- PROBLEM DETAILS -
Report every line of the records below that contains the string "wrap", matching case exactly.

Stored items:

+ + +

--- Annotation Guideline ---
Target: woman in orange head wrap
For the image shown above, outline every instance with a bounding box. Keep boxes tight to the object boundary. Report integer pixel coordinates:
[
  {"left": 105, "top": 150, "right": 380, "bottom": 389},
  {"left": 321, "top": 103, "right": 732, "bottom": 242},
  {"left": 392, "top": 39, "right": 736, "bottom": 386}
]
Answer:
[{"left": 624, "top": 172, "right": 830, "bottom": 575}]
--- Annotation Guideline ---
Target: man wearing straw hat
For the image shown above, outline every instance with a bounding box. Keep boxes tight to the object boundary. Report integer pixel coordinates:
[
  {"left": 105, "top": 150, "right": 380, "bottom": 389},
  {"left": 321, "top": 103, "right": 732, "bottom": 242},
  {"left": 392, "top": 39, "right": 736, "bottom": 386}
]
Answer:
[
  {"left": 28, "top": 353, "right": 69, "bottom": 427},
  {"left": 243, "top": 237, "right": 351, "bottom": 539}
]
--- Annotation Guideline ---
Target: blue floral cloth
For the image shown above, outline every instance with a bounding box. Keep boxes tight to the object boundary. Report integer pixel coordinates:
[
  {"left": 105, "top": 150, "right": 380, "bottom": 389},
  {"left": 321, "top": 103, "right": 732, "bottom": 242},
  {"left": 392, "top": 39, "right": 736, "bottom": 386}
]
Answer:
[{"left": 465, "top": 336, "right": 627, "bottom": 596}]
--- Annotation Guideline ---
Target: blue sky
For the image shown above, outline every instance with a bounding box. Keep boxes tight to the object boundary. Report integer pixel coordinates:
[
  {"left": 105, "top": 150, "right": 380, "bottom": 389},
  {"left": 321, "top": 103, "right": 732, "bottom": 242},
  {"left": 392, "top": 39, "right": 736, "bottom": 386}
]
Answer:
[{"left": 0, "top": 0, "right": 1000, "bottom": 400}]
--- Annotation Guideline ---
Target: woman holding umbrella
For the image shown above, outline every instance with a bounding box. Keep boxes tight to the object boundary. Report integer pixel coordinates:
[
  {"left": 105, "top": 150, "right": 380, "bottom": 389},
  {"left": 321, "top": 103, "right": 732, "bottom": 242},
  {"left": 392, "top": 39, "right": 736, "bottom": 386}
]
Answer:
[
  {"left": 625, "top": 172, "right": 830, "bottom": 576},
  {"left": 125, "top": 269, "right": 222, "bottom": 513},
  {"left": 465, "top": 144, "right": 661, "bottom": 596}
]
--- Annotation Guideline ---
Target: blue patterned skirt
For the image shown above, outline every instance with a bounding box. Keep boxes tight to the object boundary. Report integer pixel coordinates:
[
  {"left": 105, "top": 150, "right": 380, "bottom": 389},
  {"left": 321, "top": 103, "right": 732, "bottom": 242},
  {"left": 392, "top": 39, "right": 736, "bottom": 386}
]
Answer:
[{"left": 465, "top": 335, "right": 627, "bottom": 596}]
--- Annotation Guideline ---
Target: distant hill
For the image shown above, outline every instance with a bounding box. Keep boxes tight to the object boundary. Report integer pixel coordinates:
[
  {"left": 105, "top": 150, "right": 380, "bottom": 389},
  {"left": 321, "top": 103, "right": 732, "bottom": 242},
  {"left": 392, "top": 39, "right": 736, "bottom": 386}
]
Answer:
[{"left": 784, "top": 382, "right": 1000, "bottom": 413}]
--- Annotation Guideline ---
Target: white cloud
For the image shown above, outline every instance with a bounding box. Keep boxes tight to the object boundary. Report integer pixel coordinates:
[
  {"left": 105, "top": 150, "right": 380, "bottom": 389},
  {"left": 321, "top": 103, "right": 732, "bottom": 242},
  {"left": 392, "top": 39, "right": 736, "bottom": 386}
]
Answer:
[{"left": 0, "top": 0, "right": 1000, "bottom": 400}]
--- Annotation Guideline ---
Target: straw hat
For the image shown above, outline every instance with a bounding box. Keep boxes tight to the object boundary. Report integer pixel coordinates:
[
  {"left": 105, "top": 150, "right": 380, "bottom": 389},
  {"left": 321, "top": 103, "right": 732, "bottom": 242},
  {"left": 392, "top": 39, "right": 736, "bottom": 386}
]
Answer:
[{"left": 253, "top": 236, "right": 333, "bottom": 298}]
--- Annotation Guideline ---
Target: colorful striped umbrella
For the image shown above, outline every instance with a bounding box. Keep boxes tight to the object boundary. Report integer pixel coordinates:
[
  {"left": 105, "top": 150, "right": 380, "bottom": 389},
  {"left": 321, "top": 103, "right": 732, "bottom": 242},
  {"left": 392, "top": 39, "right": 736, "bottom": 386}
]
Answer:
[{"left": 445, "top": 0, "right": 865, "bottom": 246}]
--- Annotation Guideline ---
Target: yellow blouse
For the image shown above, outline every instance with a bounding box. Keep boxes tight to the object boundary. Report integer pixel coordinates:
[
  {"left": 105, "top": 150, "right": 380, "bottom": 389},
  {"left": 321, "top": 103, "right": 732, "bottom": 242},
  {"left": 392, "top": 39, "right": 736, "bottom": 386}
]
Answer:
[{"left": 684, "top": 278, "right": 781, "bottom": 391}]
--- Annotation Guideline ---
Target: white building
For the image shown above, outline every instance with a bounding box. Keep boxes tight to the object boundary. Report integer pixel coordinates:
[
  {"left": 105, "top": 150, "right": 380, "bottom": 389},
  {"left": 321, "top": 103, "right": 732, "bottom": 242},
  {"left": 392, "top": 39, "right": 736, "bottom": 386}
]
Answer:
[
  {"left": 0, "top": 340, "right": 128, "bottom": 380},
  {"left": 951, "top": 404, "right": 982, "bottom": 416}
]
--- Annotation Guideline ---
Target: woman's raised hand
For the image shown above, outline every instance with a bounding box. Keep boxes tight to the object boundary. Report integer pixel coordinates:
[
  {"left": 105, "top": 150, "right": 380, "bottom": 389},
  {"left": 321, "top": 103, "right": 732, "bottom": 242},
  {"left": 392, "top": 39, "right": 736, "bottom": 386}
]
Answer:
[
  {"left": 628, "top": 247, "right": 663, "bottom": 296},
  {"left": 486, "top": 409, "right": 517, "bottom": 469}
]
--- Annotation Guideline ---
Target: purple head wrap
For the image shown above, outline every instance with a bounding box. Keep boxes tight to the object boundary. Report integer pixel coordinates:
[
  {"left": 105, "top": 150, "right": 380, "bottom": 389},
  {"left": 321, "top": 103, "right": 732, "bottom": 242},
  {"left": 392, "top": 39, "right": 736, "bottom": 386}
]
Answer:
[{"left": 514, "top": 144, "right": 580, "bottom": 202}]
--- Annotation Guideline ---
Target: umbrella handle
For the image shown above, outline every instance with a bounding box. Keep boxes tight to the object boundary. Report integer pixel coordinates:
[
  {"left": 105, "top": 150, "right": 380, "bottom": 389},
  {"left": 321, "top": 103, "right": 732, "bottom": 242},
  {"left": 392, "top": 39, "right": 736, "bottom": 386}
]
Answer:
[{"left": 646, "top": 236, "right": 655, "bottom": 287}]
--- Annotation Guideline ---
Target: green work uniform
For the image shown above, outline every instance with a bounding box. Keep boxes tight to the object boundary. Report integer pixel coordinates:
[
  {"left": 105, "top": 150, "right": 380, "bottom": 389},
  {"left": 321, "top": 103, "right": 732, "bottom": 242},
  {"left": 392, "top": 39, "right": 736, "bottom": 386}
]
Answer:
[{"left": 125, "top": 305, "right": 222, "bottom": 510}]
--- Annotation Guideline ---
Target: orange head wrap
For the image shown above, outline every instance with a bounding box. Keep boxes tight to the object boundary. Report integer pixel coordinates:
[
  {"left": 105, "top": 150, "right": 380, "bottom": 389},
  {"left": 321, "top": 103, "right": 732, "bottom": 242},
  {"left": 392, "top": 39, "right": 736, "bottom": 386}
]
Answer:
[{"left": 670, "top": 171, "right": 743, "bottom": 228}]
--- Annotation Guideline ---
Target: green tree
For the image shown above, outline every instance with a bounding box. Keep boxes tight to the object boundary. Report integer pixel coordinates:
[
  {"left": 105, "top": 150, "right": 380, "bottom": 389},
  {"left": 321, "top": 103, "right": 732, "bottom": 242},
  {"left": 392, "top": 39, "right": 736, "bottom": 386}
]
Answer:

+ + +

- WRITTEN ANSWER -
Target: woman in orange head wrap
Target: purple head wrap
Target: orange head wrap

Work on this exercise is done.